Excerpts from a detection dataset
::::::::
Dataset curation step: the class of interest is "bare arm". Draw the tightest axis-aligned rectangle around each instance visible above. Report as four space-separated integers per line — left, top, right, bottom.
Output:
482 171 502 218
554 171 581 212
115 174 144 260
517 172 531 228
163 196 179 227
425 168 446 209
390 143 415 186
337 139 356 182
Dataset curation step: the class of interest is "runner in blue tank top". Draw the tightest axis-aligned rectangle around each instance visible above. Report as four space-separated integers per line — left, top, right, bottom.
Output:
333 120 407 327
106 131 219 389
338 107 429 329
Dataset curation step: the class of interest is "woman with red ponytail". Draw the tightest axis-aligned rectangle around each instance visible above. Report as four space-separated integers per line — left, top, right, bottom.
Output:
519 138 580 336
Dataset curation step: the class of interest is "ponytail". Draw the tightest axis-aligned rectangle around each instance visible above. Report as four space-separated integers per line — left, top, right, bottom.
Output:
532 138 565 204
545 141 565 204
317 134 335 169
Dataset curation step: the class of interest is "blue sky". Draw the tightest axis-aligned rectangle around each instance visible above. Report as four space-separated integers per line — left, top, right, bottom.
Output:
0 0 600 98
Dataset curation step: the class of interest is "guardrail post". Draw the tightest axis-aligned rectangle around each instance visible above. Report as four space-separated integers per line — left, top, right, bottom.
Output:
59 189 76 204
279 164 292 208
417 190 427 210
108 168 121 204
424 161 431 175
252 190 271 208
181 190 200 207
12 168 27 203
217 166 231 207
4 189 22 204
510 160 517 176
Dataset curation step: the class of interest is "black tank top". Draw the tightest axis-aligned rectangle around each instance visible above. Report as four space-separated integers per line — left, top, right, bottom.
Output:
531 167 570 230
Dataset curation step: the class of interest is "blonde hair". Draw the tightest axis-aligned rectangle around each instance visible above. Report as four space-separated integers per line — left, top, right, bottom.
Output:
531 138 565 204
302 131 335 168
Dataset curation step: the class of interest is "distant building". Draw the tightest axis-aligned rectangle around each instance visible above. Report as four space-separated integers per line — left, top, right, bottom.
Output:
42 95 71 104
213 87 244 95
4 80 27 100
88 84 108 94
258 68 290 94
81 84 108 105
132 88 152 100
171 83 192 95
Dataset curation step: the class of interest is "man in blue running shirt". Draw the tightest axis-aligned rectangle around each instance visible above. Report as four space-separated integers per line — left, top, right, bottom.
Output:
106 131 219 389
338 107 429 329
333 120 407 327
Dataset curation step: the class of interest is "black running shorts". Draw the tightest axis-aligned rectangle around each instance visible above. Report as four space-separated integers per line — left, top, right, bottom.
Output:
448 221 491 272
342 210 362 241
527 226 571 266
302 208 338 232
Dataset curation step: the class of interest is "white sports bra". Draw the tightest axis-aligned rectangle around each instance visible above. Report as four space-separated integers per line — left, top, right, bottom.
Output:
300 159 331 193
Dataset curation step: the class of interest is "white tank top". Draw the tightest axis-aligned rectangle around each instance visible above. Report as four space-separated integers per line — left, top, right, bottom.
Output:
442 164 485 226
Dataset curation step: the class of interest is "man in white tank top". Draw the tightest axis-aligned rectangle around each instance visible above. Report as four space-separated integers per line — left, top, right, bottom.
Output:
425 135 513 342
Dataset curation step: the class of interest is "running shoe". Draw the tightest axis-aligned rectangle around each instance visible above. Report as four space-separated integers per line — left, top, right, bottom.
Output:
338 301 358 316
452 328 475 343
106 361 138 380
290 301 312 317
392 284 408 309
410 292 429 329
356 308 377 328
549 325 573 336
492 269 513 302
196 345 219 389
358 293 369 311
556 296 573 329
::::::::
WHAT YOU ARE ASKED TO DO: Scale the rows from the start through the line with "302 131 335 168", both ends included, and give every line again with the requests unchanged. Multiply each bounding-box coordinate in the answers by 1.5 and round it to a whole number, rounding halves up.

RESPONSE BELOW:
Dataset curation step: the class of interest is "bare arm". Draw the tightest axis-aligned rectangle around each instance visible above. Report as four space-separated integers per line — left, top, right, bottom.
Output:
723 257 753 327
831 257 872 318
173 261 216 390
776 258 797 342
245 294 269 341
638 252 669 314
585 215 623 279
506 209 534 273
Dataset curation step: the class of interest is "runner in blue tank top". Draw the tightest axis-aligned rectangle around each instance visible above. Report as four space-separated integers per line — left, top, right, bottom.
Output:
500 180 611 491
159 197 329 584
507 161 644 494
Dataset curation step: the class of interest is "woman with red ponytail". Draw the tightest axis-aligned rectangle around each instance visible above. Report as four space-separated integers per line — left, top, right, bottom.
Output:
779 207 870 504
Dataset curation step: the class of interest is "ponytail". Draw the tightest axis-aligned rectangle around each instance visible above. Report as four space-separated integers per line — left, top, right, bottom.
Output:
798 207 848 306
818 212 848 306
476 201 503 254
Dataset curation step: the class of interest is "blue sky". Draw the tightest axis-aligned rectangle around each instance visible above. Report as four space-separated integers per line — left, top, right, bottom.
Output:
0 0 900 147
Dataset curation step: the class of interest is "guardrail post". Draw the tightest axis-aligned rectangle around each instance visible above. Report as four space-separated integers per line — left, top, right, bottom.
Output:
89 284 114 306
419 246 438 312
626 285 641 315
162 252 182 306
636 242 647 263
378 285 407 312
272 285 300 311
18 252 41 305
326 249 347 311
6 284 33 306
765 240 776 264
Dataset curation step: the class of interest is "black tank top". Draw the tightest axis-aligned rectangle around each instance visible above. Report as four space-separated integers per line — left, top, right, bottom.
Output:
797 251 855 345
Dataset curation step: the class of interest is "blonde hair". Draw the tightest axis-aligned rectangle around each instance visible above. Report as four space-separated integers per line — left, top, right, bottom.
Output:
797 207 848 306
453 197 503 252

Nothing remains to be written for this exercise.